[Records excerpted from a collection]

════

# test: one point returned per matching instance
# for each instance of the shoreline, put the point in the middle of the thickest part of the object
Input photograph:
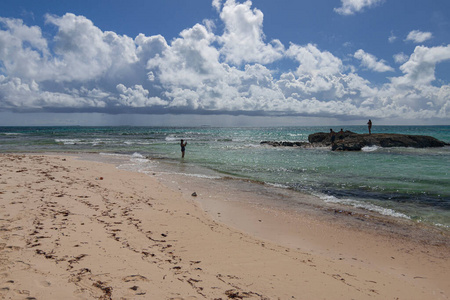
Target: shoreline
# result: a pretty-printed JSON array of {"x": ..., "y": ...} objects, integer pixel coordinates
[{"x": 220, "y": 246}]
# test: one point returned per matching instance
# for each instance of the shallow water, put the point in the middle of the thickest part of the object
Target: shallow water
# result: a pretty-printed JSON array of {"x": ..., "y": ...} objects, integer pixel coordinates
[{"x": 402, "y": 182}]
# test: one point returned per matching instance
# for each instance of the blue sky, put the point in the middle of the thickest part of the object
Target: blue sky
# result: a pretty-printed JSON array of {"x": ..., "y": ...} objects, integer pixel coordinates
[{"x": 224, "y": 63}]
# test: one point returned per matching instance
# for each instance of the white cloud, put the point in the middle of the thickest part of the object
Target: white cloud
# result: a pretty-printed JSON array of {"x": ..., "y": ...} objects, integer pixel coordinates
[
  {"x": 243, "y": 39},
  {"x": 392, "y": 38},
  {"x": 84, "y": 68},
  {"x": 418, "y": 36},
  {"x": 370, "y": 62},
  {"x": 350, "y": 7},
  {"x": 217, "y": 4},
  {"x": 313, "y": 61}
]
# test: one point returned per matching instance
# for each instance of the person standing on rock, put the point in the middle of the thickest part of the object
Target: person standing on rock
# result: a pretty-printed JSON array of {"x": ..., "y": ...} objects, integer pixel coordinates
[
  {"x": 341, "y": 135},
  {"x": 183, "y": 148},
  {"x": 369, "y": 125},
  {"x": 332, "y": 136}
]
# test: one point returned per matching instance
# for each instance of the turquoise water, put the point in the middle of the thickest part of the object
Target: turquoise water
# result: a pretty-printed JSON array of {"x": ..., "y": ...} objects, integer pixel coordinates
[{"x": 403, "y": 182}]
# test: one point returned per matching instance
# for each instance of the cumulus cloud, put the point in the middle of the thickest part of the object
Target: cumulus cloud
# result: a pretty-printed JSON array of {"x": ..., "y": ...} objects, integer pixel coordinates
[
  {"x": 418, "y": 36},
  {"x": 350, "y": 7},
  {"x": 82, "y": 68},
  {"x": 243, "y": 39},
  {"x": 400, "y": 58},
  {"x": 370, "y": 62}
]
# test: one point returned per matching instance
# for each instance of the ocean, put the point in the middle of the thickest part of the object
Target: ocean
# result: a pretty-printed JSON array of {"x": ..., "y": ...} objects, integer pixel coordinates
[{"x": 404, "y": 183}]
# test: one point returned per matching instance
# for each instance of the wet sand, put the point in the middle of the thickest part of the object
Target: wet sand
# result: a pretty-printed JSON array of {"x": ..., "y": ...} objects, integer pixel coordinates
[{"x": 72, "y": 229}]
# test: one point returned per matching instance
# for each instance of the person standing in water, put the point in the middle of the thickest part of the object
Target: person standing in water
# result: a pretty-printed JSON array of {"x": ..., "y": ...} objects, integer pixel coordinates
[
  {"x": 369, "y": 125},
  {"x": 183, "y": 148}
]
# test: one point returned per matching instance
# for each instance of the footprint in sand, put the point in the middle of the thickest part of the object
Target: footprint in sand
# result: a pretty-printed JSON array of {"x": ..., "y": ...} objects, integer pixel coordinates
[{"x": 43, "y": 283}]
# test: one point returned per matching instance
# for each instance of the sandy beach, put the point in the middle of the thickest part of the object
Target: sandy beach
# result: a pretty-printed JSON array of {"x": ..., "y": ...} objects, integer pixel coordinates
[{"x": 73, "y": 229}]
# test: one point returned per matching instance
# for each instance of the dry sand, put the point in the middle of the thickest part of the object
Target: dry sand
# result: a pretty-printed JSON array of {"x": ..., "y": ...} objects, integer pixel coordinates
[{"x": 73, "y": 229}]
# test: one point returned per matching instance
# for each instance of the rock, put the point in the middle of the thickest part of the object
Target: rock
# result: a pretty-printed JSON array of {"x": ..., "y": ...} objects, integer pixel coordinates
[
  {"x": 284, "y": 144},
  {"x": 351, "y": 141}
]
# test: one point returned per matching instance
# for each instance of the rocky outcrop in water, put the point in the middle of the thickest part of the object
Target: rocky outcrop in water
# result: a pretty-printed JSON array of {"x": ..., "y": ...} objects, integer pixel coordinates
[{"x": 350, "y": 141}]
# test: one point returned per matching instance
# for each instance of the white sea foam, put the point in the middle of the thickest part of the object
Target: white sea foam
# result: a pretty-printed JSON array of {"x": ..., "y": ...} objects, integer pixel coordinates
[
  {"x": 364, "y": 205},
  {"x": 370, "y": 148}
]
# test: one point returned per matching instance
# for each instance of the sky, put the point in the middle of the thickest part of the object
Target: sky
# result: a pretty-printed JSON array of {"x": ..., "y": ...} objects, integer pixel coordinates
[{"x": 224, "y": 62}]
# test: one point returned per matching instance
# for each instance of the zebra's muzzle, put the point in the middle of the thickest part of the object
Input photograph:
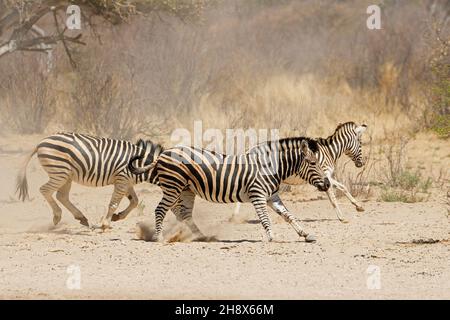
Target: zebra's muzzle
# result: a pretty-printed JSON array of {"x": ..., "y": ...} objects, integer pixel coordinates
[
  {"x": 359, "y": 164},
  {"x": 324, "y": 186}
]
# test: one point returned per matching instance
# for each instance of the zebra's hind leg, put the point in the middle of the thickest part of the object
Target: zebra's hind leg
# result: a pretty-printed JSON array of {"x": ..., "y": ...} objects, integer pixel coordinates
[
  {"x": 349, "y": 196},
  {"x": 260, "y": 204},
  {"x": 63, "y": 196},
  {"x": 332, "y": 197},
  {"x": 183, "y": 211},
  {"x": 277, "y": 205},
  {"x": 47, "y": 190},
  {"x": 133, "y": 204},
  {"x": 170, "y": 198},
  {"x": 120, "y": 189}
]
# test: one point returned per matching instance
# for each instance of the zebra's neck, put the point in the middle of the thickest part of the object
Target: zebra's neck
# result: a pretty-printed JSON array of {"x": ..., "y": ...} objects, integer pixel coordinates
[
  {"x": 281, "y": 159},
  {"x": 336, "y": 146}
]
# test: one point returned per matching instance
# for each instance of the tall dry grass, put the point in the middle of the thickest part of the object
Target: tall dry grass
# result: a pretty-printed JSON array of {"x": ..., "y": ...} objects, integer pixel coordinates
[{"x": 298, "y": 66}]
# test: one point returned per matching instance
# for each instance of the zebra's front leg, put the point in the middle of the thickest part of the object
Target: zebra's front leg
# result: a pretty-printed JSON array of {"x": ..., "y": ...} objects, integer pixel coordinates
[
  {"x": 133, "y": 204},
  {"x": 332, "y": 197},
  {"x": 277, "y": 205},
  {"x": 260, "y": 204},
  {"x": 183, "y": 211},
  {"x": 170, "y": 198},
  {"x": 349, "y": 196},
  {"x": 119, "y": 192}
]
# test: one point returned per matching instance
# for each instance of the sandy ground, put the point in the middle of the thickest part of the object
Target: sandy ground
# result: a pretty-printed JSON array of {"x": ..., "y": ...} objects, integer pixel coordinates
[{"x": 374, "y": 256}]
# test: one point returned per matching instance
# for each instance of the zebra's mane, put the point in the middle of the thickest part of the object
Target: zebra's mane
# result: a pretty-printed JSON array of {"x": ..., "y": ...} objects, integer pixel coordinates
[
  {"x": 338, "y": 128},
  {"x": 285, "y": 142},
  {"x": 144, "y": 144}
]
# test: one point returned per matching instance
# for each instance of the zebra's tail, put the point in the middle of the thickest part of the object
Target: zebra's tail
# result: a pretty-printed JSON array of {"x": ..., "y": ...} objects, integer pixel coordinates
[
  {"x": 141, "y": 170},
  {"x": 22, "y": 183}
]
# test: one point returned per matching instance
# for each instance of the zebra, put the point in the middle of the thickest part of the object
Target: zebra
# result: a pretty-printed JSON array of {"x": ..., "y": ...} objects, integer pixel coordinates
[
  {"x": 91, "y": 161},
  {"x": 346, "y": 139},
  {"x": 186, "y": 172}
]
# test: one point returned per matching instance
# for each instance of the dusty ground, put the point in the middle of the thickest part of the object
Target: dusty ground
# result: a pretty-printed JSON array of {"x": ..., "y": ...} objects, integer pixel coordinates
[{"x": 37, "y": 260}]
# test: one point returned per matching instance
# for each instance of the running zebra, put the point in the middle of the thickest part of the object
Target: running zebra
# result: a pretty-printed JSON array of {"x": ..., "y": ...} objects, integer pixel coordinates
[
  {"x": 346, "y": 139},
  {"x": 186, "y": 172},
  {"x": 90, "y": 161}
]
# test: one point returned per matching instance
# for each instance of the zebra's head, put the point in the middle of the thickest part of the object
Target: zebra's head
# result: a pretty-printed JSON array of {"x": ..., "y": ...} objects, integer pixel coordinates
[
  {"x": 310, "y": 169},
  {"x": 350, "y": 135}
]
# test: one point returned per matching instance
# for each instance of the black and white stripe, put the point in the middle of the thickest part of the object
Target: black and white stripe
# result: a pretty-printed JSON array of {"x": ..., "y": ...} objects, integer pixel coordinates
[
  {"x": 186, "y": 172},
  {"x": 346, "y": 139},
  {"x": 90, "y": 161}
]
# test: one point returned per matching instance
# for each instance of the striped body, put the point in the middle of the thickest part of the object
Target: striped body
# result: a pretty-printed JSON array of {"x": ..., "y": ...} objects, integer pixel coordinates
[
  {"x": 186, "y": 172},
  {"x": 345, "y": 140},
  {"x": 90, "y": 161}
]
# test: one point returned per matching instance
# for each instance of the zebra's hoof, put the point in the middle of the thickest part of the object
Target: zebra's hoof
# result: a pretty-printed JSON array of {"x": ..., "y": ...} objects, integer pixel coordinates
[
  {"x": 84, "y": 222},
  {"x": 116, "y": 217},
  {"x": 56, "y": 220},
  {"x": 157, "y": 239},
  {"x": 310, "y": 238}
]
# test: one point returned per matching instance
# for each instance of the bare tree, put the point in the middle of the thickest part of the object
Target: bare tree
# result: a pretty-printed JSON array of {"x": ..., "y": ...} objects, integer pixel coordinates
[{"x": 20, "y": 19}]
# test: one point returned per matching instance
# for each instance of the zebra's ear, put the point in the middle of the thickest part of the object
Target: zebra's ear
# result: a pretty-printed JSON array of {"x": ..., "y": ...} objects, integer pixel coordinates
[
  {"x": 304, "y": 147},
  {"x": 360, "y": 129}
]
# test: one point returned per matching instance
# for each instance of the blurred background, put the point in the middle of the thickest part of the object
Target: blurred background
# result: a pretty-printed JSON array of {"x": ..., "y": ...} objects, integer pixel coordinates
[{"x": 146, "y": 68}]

════

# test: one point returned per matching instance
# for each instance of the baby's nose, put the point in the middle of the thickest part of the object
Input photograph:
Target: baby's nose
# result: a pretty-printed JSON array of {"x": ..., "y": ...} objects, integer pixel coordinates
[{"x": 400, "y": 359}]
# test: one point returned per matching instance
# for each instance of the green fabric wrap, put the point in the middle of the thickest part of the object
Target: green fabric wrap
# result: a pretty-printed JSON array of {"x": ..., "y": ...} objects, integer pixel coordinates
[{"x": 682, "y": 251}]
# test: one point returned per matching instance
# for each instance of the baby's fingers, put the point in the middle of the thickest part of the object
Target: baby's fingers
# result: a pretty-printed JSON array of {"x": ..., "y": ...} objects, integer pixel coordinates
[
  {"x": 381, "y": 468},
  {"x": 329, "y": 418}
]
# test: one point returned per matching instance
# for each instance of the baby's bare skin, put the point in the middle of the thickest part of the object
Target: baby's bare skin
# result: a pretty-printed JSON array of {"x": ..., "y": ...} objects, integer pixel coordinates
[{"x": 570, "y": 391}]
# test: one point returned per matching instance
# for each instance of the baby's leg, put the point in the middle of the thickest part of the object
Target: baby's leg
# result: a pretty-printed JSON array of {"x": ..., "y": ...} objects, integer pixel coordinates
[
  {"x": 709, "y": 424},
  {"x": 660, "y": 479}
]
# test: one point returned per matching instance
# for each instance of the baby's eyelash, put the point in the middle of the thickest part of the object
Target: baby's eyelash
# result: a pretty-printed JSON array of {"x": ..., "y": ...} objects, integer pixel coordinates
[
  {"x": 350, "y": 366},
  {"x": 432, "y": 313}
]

════

[Exercise prompt]
From the records above, return each line that includes "shoreline".

[Expected answer]
# for each instance of the shoreline, put the point in the middle of the thickest part of the object
Target: shoreline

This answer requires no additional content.